→ **ASSIGNMENT**: Restate the last part of the records below word for word, beginning at the line with "where the second" and ending at the final line.

→ **DATA FOR THIS TASK**:
━━━━━━━━━━
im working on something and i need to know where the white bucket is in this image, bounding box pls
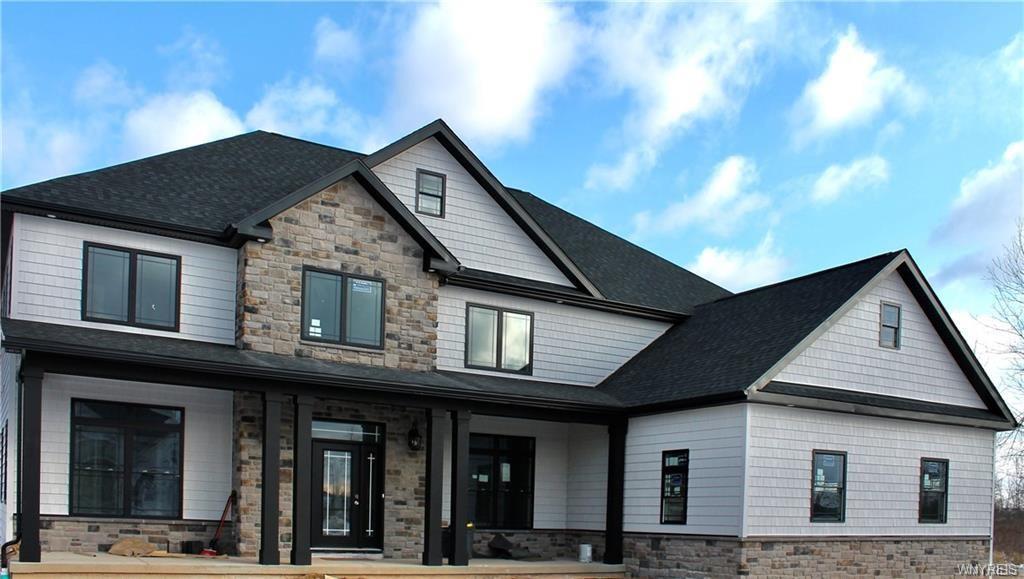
[578,543,593,563]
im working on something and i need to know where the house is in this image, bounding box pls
[0,119,1016,577]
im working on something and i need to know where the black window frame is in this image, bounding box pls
[81,242,182,332]
[464,304,535,375]
[69,398,185,520]
[919,457,949,524]
[415,169,446,218]
[300,265,387,349]
[809,449,847,523]
[468,433,536,530]
[879,301,902,349]
[1,420,7,505]
[660,449,689,525]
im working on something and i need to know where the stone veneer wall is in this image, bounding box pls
[235,175,439,371]
[39,516,226,554]
[472,530,606,561]
[231,391,427,561]
[623,534,991,578]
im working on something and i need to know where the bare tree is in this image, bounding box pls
[989,221,1024,459]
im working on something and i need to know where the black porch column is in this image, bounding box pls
[291,395,314,565]
[449,409,471,566]
[422,408,446,566]
[260,393,284,565]
[19,367,43,563]
[604,418,627,565]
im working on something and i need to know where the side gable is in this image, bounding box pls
[372,136,573,286]
[364,120,598,295]
[773,269,987,408]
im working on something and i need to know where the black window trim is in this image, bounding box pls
[660,448,689,525]
[300,265,387,350]
[81,241,182,332]
[809,449,847,523]
[469,432,536,530]
[464,303,535,375]
[415,169,446,218]
[918,457,949,524]
[68,398,185,520]
[879,300,902,350]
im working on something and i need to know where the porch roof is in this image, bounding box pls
[0,318,622,411]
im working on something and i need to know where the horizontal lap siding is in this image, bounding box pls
[624,405,746,536]
[567,423,608,530]
[372,137,574,286]
[40,374,233,520]
[744,404,994,536]
[10,214,237,344]
[437,286,670,385]
[0,352,20,543]
[775,272,986,408]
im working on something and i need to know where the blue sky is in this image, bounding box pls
[2,2,1022,392]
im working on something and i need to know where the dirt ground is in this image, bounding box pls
[993,510,1024,562]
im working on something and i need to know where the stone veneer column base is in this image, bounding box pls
[624,534,991,578]
[472,530,606,561]
[39,516,227,554]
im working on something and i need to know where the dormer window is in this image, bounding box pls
[879,302,901,349]
[415,169,445,218]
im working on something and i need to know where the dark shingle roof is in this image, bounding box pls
[598,251,900,408]
[2,131,361,235]
[508,188,731,313]
[0,318,622,409]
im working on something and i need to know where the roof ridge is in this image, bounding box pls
[506,187,731,296]
[260,130,366,158]
[700,250,903,306]
[3,130,264,193]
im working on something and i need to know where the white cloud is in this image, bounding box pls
[997,32,1023,84]
[74,60,140,107]
[932,141,1023,284]
[158,29,227,89]
[1,114,92,187]
[246,77,363,142]
[632,155,767,237]
[793,26,919,144]
[811,155,889,204]
[314,17,360,64]
[687,232,787,291]
[123,91,245,158]
[386,0,580,147]
[585,2,785,191]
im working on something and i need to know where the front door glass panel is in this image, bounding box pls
[322,449,353,537]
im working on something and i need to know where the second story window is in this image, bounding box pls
[880,302,901,349]
[302,267,384,348]
[415,170,445,218]
[465,305,533,374]
[82,242,180,330]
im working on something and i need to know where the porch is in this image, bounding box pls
[6,332,627,570]
[11,552,626,578]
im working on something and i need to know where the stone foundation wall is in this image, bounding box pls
[39,516,226,554]
[472,529,606,561]
[624,534,743,578]
[623,534,991,578]
[738,537,990,578]
[230,391,426,561]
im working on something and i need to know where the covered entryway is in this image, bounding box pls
━━━━━━━━━━
→ **SOLUTION**:
im working on something and i need to know where the second story window is in this image, bounding box pls
[880,302,901,349]
[302,267,384,348]
[415,170,445,218]
[465,305,533,374]
[82,242,180,330]
im working on something and i need to know where the porch is in this image, bounding box pls
[6,332,627,570]
[11,552,626,578]
im working on something and i need to know where the stone foundation wall is in this image, bounding box pls
[39,516,226,554]
[472,529,606,561]
[624,534,743,578]
[623,534,991,578]
[738,537,990,578]
[230,391,426,561]
im working on something and i need to know where the covered entryway is in this image, bounding box pls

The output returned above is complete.